TEXT EXCERPT:
○ ○ ○ ○ ○ ○ ○

Could Thermal Ablation Rival Stereotactic Radiation Therapy in Early-Stage Lung Cancer?
Posted: Monday, December 3, 2018
For patients with stage 1 non–small cell lung cancer (NSCLC), thermal ablation is an effective alternative to stereotactic radiation therapy, according to a retrospective study published in Radiology. Hyun “Kevin” Kim, MD, of the Yale School of Medicine and Yale Cancer Center, and his colleagues determined that the overall survival for patients undergoing thermal ablation was similar to that of patients who received stereotactic radiation therapy. Thermal ablation may offer benefits in terms of patient convenience and cost-effectiveness as well.
“Thermal ablation is most often a one-time treatment, unlike [stereotactic radiation therapy], which requires multiple visits…,” explained Dr. Kim in a press release from the Radiological Society of North America. “In addition, ablation delivers highly accurate and precise localized treatment only to cancer cells, minimizing the effects to surrounding tissue and keeping the toxicity low.”
This study analyzed 28,834 patients with stage 1 NSCLC from the 2004–2013 National Cancer Database. A total of 1,102 of these patients had been treated with thermal ablation, and 27,732 underwent stereotactic radiation therapy.
Patients treated with thermal ablation had more comorbidities than those treated with stereotactic radiation therapy and smaller tumors. After Dr. Kim’s team matched cohorts to balance the potential cofounders, the survival rates for the two treatment methods were comparable. The overall survival for patients undergoing thermal ablation was 85.4% after 1 year and 24.6% after 5 years, compared with 86.3% after 1 year and 26.1% after 5 years with stereotactic radiation therapy.

○ ○ ○ ○ ○ ○ ○

[Saved entries]
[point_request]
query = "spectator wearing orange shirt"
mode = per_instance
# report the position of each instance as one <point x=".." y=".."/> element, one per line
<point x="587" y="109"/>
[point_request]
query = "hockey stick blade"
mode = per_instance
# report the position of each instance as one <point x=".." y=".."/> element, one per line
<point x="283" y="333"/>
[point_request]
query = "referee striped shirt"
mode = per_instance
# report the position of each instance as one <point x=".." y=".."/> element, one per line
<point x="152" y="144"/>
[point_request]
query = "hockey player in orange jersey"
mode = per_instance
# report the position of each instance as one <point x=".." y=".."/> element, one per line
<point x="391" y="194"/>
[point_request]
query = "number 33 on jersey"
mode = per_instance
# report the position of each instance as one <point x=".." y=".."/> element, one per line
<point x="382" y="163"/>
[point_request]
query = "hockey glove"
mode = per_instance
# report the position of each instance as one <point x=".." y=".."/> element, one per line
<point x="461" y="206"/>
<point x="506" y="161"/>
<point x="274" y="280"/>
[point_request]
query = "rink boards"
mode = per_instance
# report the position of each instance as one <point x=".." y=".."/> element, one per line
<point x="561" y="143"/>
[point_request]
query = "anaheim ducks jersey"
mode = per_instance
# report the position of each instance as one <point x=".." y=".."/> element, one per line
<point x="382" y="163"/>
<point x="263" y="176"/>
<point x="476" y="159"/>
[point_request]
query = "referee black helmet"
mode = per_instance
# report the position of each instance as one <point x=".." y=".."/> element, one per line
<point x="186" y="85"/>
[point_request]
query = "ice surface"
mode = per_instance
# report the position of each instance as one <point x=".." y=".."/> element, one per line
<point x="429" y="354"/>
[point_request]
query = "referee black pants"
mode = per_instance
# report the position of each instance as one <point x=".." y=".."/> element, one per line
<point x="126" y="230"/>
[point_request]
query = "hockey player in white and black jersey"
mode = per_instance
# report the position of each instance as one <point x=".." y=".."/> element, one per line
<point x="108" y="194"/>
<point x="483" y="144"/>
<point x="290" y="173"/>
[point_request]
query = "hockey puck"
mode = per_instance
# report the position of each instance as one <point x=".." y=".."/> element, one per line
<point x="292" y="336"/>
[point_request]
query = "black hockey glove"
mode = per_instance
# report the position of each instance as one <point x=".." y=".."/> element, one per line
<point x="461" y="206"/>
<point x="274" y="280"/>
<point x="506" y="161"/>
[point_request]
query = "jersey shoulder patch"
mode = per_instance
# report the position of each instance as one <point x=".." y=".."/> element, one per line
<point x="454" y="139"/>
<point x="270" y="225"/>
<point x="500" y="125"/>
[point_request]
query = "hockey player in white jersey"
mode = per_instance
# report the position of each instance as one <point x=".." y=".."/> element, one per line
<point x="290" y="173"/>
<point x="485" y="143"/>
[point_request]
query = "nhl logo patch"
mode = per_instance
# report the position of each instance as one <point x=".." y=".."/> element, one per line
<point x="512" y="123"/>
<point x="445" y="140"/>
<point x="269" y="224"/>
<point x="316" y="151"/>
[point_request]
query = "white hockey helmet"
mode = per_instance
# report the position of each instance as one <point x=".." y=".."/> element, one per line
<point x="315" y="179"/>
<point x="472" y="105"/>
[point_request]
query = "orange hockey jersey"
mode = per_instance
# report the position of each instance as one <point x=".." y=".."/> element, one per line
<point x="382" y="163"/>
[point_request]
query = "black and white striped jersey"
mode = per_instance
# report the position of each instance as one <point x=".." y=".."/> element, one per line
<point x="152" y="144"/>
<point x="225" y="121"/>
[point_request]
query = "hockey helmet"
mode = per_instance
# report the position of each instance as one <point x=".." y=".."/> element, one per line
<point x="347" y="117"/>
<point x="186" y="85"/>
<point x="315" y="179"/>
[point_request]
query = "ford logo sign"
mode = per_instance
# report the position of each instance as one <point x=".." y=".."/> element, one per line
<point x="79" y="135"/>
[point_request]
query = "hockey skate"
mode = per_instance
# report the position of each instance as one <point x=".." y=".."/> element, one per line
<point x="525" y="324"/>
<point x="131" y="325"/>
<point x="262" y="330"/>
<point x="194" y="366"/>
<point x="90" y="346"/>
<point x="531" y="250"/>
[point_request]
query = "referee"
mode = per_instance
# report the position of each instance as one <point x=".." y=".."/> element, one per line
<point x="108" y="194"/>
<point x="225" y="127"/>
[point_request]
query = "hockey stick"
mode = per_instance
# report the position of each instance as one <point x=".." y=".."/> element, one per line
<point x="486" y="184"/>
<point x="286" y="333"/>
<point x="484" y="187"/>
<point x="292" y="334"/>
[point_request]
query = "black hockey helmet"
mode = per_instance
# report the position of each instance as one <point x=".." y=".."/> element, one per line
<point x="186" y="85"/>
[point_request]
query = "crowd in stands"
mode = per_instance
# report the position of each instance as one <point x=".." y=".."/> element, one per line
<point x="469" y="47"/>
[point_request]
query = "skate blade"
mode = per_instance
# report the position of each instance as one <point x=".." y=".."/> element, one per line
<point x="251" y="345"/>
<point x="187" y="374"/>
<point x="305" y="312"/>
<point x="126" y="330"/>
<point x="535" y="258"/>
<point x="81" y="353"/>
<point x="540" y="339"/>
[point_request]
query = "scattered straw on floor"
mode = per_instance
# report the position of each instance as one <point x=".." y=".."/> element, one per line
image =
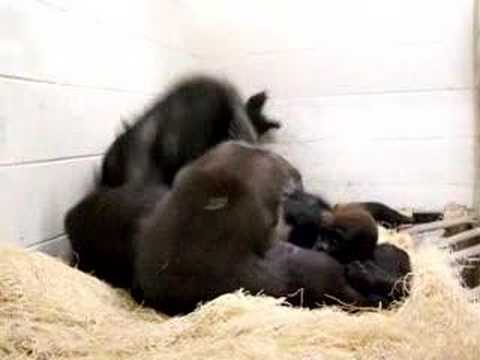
<point x="51" y="311"/>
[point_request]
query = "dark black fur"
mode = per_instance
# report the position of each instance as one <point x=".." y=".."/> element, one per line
<point x="195" y="115"/>
<point x="348" y="234"/>
<point x="254" y="107"/>
<point x="216" y="232"/>
<point x="383" y="276"/>
<point x="102" y="226"/>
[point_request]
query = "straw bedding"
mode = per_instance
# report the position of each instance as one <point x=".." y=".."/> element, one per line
<point x="51" y="311"/>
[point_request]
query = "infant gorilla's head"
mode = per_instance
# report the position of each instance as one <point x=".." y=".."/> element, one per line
<point x="348" y="233"/>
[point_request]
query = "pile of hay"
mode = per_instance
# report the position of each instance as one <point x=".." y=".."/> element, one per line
<point x="51" y="311"/>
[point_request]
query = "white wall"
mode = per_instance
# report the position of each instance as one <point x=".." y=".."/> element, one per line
<point x="69" y="71"/>
<point x="375" y="95"/>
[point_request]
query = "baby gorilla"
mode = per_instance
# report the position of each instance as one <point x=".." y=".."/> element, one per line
<point x="383" y="276"/>
<point x="345" y="232"/>
<point x="195" y="115"/>
<point x="349" y="234"/>
<point x="215" y="232"/>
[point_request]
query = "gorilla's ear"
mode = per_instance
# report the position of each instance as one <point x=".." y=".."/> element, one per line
<point x="216" y="203"/>
<point x="257" y="101"/>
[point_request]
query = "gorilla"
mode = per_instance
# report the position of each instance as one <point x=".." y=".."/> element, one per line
<point x="192" y="117"/>
<point x="349" y="234"/>
<point x="346" y="232"/>
<point x="383" y="276"/>
<point x="216" y="231"/>
<point x="102" y="226"/>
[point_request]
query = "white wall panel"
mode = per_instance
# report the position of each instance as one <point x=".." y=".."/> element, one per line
<point x="43" y="121"/>
<point x="42" y="43"/>
<point x="38" y="195"/>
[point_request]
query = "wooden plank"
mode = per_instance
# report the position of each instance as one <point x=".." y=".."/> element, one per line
<point x="442" y="224"/>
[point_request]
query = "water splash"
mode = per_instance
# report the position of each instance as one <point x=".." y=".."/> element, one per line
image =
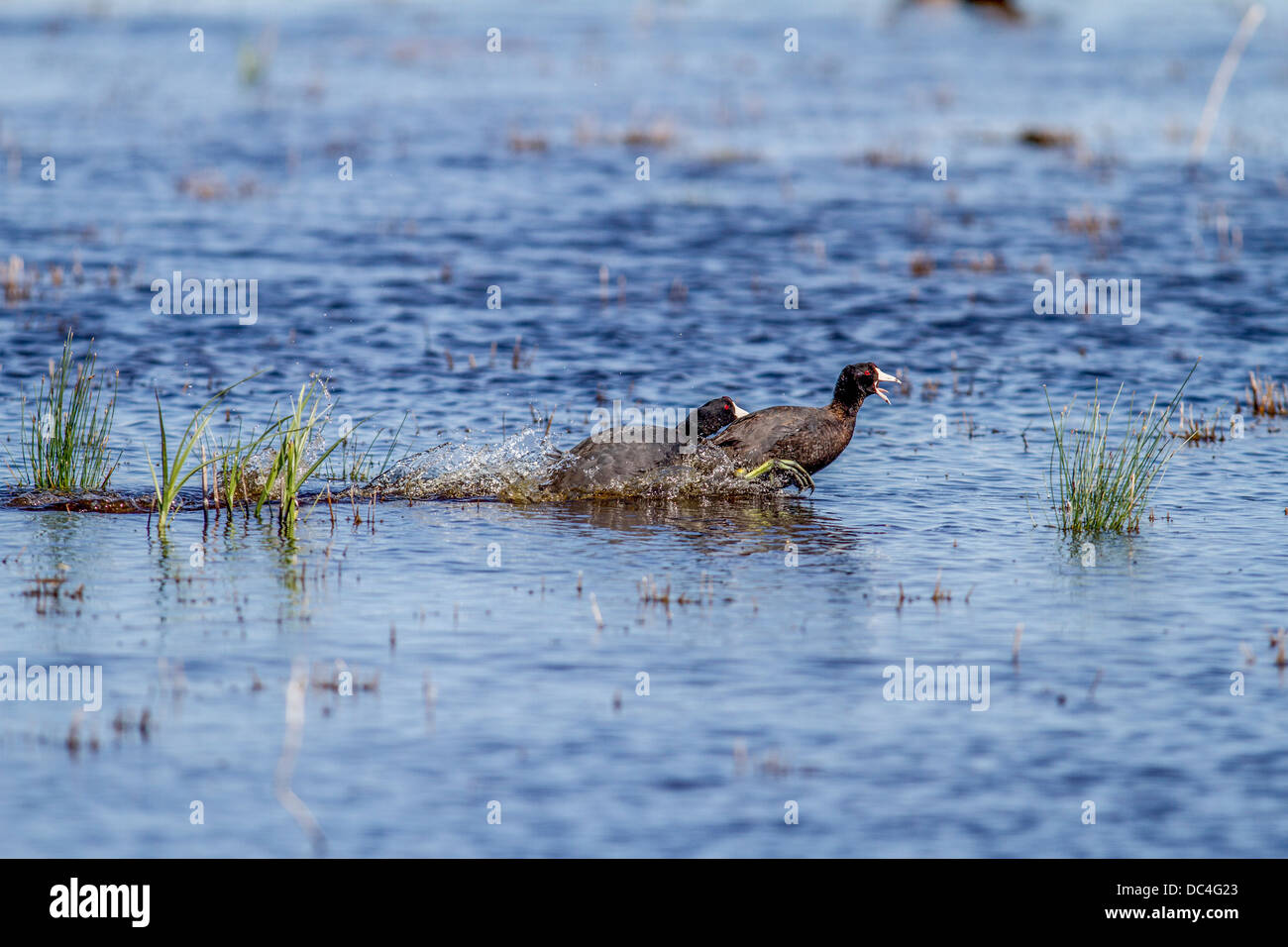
<point x="520" y="468"/>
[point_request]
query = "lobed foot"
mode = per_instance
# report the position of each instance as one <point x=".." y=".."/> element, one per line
<point x="799" y="474"/>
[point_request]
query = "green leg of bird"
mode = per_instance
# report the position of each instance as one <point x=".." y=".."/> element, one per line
<point x="799" y="474"/>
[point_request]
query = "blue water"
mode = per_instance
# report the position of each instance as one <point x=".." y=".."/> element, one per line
<point x="765" y="684"/>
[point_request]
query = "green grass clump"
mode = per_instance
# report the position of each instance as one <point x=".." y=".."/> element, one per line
<point x="356" y="463"/>
<point x="233" y="459"/>
<point x="64" y="437"/>
<point x="1095" y="487"/>
<point x="171" y="474"/>
<point x="291" y="466"/>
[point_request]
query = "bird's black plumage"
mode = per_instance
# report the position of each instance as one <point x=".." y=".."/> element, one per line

○ ○ ○ ○ ○ ○ ○

WORK TO COMPLETE: Reproduce the passage of the thermal ablation article between "Could Thermal Ablation" and "cost-effectiveness as well.", inclusive, swapping "retrospective study" for "retrospective analysis".

THE ANSWER:
Could Thermal Ablation Rival Stereotactic Radiation Therapy in Early-Stage Lung Cancer?
Posted: Monday, December 3, 2018
For patients with stage 1 non–small cell lung cancer (NSCLC), thermal ablation is an effective alternative to stereotactic radiation therapy, according to a retrospective analysis published in Radiology. Hyun “Kevin” Kim, MD, of the Yale School of Medicine and Yale Cancer Center, and his colleagues determined that the overall survival for patients undergoing thermal ablation was similar to that of patients who received stereotactic radiation therapy. Thermal ablation may offer benefits in terms of patient convenience and cost-effectiveness as well.